*Exercise instructions*
Starting with the line that contains "instance of the leg", set down each line through the end of the entries below, exactly and with nothing added.

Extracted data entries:
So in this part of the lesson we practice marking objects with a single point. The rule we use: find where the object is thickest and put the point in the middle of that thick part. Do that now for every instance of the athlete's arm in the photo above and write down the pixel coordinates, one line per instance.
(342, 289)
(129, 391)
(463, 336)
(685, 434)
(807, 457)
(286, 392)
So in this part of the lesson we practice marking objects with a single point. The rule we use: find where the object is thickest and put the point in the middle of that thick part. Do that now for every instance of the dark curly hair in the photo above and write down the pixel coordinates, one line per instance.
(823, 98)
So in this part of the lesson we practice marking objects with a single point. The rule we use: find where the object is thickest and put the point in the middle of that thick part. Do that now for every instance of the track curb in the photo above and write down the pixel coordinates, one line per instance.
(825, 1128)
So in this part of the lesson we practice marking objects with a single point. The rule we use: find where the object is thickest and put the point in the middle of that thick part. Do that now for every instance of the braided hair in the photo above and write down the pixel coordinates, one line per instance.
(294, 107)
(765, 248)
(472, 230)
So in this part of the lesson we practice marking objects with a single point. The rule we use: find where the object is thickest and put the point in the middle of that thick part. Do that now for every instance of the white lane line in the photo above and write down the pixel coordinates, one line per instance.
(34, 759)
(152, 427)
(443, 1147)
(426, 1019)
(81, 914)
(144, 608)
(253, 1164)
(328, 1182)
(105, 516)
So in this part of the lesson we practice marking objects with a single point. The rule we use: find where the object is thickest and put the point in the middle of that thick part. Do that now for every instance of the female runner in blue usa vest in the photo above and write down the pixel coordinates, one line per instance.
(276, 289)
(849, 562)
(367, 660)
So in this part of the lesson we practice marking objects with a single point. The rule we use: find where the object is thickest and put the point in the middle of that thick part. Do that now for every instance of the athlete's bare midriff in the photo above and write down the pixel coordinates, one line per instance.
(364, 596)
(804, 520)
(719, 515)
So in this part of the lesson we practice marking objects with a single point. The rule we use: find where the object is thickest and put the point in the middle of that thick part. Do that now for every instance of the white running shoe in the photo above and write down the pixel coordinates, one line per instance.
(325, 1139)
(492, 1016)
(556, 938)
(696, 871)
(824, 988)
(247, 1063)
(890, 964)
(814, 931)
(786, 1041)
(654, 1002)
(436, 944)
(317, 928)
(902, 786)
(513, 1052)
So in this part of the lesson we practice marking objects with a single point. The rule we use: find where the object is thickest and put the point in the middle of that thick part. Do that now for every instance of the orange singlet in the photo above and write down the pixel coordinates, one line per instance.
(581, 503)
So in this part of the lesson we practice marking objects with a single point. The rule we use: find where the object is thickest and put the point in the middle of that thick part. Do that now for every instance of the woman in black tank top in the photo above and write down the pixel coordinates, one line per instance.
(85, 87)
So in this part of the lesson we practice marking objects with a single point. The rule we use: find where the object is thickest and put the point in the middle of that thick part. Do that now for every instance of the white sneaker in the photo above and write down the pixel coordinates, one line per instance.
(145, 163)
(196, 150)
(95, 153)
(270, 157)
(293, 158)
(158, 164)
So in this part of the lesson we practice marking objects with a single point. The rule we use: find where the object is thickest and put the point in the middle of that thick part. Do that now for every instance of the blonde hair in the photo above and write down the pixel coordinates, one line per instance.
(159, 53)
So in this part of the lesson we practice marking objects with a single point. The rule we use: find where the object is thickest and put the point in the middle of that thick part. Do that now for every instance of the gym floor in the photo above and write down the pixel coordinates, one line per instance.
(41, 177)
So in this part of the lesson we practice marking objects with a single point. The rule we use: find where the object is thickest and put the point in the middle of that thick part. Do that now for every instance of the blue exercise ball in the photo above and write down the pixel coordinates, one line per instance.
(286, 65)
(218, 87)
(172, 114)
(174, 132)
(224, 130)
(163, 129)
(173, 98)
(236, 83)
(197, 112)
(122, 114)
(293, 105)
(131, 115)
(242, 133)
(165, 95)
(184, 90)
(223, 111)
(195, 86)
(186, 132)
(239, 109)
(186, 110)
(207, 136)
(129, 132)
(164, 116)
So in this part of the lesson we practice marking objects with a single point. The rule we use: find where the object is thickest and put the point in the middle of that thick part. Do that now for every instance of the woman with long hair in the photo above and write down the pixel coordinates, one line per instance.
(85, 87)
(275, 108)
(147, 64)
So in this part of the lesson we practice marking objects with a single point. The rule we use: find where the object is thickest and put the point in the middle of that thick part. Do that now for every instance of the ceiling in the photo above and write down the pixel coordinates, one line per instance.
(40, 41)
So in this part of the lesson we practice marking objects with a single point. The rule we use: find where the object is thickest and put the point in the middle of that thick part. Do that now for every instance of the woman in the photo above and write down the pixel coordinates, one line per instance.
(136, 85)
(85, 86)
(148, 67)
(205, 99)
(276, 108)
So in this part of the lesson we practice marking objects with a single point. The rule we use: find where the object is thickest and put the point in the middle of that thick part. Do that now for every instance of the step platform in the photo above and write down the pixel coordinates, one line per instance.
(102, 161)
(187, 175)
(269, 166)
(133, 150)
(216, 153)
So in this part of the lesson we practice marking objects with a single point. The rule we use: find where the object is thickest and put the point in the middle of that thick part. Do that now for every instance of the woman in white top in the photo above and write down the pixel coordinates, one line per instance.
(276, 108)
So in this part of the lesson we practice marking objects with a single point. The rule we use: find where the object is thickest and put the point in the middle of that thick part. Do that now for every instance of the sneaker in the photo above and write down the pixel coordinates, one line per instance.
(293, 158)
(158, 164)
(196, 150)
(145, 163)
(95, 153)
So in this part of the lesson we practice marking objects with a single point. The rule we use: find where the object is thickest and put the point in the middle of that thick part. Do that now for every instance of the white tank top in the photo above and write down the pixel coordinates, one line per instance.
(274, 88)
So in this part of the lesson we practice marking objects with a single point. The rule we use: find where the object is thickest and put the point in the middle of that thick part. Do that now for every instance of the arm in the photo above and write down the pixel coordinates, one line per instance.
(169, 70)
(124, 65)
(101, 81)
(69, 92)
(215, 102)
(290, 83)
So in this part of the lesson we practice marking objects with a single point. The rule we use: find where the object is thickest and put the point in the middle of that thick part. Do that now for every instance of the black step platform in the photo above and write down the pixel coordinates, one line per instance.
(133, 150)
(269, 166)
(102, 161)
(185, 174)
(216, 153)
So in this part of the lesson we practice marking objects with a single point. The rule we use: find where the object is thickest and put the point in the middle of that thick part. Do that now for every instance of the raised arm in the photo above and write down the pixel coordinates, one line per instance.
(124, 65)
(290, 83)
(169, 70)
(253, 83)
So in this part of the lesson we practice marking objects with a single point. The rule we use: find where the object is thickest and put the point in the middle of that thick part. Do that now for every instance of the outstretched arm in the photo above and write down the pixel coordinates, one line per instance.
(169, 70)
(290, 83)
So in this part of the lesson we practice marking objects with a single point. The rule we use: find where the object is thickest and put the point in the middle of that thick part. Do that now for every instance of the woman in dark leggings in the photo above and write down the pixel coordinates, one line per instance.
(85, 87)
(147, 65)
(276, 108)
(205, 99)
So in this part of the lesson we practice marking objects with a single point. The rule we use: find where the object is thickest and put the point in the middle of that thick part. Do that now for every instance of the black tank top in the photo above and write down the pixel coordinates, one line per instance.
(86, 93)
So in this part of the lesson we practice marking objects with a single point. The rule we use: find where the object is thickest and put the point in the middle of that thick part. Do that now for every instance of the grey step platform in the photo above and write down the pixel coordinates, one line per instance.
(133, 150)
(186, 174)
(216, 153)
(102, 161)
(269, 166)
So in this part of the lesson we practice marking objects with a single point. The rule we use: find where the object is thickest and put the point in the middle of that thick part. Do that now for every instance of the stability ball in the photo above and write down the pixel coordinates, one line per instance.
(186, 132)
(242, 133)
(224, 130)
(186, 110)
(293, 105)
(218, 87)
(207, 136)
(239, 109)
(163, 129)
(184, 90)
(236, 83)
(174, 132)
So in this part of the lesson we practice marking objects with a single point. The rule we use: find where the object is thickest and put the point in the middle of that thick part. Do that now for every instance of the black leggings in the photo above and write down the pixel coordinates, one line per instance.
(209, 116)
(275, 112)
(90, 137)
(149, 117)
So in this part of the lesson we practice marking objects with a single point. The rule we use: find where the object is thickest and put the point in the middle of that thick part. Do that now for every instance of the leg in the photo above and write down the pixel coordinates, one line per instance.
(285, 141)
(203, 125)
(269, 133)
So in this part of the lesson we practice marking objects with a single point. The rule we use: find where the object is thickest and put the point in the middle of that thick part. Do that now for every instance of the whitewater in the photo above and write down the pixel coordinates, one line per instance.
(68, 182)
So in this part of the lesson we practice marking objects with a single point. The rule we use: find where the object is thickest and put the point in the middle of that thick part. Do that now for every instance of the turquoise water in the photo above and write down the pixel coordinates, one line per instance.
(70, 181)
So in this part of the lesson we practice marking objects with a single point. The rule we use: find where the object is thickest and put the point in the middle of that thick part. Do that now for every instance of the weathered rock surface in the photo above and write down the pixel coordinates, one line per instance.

*Response to this exercise*
So in this part of the lesson we practice marking objects with a single point. The rule we use: find where the object is thickest and put the point in the middle of that thick part. Do that now for every instance of the leg in the photo above and write down the pixel coordinates, one line per instance.
(285, 141)
(203, 125)
(269, 133)
So in this part of the lesson we practice marking objects with a single point. The rule we use: find where the object is thickest and put the point in the middle of that thick part. Do that now for every instance of the whitewater in the photo above and write down the pixel coordinates, one line per instance.
(68, 182)
So in this part of the lesson we practice marking objects with a single point. The rule we use: find where the object is thickest and put the point in the middle of that thick part. Do that now for every instance of the turquoise water in the photo above and write down the pixel coordinates, one line per instance.
(70, 181)
So in this part of the lesson we practice marking objects with a single point. The rule we use: find where the object is thickest and put the point in the middle of that thick part. Do that now for every instance of the weathered rock surface in the photo above and write down the pixel coordinates, one line per instance.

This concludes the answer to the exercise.